**Exercise task**
Pick out all lines in the records that contain the word "every", and copy each one.

[Stored records]
— START —

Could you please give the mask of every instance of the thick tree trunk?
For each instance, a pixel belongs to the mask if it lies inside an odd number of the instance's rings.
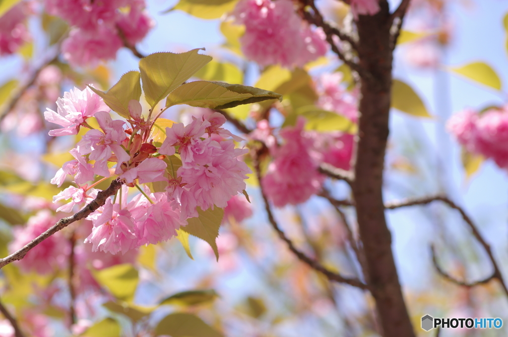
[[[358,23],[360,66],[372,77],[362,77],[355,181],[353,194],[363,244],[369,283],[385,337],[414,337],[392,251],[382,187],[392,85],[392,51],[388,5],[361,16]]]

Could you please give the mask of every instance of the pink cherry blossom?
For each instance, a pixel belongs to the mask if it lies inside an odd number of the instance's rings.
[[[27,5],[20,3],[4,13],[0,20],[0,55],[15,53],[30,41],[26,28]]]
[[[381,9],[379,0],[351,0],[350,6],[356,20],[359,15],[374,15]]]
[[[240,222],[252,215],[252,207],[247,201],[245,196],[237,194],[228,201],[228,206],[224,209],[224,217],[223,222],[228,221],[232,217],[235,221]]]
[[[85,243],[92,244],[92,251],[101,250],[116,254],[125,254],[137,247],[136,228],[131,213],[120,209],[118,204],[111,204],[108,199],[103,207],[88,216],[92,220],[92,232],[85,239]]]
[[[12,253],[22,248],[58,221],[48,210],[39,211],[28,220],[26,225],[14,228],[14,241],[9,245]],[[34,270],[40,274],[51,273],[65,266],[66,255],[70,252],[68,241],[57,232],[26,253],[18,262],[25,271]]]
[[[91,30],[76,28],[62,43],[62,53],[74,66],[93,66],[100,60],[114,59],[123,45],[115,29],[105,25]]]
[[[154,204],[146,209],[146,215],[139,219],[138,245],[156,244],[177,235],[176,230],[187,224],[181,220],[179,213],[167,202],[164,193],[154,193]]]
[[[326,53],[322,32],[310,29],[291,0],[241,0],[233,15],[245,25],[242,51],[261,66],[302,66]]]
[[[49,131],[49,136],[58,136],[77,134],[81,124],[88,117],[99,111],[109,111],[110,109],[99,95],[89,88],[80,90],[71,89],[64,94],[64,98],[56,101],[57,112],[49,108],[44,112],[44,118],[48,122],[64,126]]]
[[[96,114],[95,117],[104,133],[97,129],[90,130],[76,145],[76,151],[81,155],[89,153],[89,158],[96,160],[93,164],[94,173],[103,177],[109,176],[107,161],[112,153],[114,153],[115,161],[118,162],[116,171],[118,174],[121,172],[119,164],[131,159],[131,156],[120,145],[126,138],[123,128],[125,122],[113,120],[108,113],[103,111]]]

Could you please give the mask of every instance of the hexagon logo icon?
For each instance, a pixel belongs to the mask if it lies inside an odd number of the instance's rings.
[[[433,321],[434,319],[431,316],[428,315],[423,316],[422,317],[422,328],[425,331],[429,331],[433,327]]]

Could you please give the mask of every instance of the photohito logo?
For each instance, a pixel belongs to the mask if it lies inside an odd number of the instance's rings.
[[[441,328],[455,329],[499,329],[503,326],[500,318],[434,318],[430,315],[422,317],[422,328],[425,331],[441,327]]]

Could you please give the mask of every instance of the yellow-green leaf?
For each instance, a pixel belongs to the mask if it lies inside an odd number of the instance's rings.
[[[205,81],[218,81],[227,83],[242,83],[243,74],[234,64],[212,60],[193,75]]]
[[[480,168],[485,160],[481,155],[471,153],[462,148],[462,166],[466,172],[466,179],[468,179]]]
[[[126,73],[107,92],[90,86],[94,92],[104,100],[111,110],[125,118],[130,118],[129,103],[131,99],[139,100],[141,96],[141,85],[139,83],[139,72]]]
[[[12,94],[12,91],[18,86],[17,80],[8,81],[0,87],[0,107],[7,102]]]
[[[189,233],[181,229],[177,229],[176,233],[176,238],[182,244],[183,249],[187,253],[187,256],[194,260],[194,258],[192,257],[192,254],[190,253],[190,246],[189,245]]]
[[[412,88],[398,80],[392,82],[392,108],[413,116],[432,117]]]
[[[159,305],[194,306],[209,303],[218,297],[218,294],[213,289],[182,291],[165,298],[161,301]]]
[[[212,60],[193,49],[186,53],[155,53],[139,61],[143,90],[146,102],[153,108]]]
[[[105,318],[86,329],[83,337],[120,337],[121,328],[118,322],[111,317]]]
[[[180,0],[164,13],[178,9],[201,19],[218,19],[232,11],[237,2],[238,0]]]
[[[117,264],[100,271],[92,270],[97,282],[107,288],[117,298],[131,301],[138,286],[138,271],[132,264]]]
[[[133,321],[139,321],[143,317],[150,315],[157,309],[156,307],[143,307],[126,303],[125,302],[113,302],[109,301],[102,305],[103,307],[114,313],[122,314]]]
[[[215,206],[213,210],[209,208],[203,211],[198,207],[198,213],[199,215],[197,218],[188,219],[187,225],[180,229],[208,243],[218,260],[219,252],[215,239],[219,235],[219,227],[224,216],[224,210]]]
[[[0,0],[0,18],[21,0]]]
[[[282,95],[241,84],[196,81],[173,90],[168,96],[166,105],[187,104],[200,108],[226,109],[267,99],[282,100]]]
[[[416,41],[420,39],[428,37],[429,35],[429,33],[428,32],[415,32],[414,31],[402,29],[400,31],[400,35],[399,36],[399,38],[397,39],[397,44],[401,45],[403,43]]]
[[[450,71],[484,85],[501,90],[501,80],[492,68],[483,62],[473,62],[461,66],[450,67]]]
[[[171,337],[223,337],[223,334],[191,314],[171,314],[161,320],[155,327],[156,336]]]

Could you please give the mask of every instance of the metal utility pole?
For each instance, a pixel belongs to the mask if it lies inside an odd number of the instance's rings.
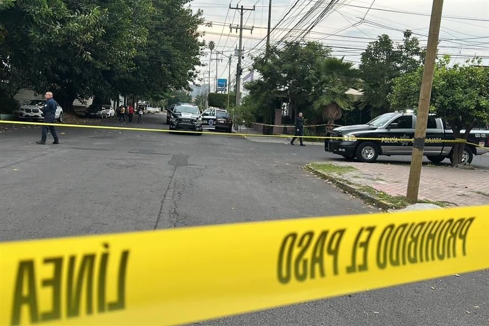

— END —

**Correct output**
Could you please give the mask of every instance of the thick tree trunk?
Could you please give the mask of every instance of the pink cherry blossom?
Could you please give the mask of every instance of the hexagon logo icon?
Could you please give the mask of every instance of the photohito logo?
Could you please give the mask of every instance of the yellow-green leaf?
Could you please give the mask of every instance of the metal utility pole?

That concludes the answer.